Rewrite the rows from the start through the line with "[504,434,826,641]", both ends included, changing "cinder block" to "concrete block" and leaving everything else the same.

-- start Information provided --

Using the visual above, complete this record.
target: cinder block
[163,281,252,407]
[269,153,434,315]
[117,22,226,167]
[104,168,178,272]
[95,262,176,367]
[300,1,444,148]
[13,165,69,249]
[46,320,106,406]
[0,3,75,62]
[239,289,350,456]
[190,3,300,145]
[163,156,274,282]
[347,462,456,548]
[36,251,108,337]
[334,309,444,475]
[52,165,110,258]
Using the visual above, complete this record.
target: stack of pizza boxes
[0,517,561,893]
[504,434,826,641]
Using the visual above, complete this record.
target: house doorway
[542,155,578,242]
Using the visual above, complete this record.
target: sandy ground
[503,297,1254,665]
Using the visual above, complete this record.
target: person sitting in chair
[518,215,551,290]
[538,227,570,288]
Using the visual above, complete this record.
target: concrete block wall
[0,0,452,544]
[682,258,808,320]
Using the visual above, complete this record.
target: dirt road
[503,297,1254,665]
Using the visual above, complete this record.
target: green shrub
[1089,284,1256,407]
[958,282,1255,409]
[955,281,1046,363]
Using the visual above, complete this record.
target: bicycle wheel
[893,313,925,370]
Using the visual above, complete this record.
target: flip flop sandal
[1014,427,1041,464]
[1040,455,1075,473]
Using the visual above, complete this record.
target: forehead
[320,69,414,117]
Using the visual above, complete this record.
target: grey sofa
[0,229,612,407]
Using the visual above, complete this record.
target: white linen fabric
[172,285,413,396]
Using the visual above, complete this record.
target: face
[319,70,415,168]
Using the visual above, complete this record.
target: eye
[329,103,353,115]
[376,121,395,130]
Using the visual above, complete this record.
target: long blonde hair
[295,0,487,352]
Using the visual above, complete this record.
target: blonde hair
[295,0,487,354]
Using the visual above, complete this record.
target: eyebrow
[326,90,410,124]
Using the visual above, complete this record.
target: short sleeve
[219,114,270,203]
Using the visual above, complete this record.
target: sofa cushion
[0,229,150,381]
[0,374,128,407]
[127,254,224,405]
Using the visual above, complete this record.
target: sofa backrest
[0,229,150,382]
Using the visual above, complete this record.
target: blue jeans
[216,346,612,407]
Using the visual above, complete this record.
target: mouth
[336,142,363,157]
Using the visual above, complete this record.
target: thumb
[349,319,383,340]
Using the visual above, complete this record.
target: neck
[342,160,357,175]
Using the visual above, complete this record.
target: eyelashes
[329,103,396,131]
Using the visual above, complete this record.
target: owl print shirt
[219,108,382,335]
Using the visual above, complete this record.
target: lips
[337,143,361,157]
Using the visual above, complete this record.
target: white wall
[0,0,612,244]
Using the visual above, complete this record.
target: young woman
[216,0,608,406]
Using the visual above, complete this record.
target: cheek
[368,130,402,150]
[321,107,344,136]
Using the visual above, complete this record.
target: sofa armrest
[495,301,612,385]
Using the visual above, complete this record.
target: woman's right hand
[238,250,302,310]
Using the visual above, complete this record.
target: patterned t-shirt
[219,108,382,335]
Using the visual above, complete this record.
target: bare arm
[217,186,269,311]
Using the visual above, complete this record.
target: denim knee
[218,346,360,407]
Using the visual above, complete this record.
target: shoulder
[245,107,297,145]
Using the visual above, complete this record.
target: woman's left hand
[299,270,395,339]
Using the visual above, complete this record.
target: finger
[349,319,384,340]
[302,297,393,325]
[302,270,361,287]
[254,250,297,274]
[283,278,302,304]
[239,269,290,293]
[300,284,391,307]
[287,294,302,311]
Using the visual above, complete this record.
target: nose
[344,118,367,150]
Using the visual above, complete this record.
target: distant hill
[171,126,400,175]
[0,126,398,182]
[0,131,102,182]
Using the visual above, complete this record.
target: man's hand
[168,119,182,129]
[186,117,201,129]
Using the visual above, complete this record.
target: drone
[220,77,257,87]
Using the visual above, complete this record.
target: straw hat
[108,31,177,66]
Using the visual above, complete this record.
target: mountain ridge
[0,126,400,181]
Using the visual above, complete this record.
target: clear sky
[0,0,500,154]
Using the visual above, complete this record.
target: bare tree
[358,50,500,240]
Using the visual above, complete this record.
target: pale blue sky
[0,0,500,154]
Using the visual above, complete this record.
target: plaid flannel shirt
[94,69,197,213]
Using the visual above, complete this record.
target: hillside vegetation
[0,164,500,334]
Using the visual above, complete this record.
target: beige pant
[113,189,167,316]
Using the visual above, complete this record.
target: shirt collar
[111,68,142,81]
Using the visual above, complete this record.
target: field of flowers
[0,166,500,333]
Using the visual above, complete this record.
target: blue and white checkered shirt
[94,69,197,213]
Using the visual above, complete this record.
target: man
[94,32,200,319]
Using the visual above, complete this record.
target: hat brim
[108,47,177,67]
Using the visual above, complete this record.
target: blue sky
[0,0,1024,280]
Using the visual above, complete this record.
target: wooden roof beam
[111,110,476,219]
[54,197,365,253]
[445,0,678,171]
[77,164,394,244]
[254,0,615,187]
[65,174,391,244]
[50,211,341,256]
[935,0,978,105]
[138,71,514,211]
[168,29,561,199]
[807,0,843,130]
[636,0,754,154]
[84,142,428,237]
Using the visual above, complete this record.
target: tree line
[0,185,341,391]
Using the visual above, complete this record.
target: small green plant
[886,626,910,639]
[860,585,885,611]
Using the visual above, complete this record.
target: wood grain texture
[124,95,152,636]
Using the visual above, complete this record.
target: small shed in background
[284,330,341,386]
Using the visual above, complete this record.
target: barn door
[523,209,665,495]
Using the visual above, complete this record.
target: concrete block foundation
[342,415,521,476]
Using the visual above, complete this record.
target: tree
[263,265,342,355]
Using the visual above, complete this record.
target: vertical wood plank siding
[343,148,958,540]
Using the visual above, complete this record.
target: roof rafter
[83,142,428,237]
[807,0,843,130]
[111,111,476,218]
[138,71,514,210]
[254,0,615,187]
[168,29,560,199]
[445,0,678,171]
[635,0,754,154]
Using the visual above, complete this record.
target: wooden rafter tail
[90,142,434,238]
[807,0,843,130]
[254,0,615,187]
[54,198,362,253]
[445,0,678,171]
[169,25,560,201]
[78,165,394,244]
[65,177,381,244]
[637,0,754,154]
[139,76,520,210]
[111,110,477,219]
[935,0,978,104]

-- end Information provided --

▶ [Answer in full]
Using the visual above, complete this record.
target: concrete block
[163,281,252,407]
[269,153,434,315]
[117,22,226,167]
[104,168,178,272]
[95,262,176,367]
[300,1,444,148]
[13,165,69,249]
[46,320,106,406]
[0,3,75,62]
[239,289,350,456]
[190,3,300,145]
[163,156,274,282]
[347,462,456,548]
[36,251,108,337]
[334,309,444,475]
[52,165,110,258]
Using the visual above, complete this record.
target: stack of pizza boxes
[0,517,561,893]
[504,434,826,641]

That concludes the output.